-- Opening Marker --

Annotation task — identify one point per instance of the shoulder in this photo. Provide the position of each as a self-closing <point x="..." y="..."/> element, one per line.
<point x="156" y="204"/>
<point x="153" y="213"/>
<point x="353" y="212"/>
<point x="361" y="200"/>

-- Closing Marker --

## PROBLEM STATEMENT
Exact repetition is required: return every record shown above.

## ANSWER SPACE
Annotation task — identify one point per instance of the shoulder in this photo. Provide the position of each as a self-closing <point x="..." y="..."/> element, one per line.
<point x="156" y="204"/>
<point x="153" y="213"/>
<point x="353" y="212"/>
<point x="361" y="200"/>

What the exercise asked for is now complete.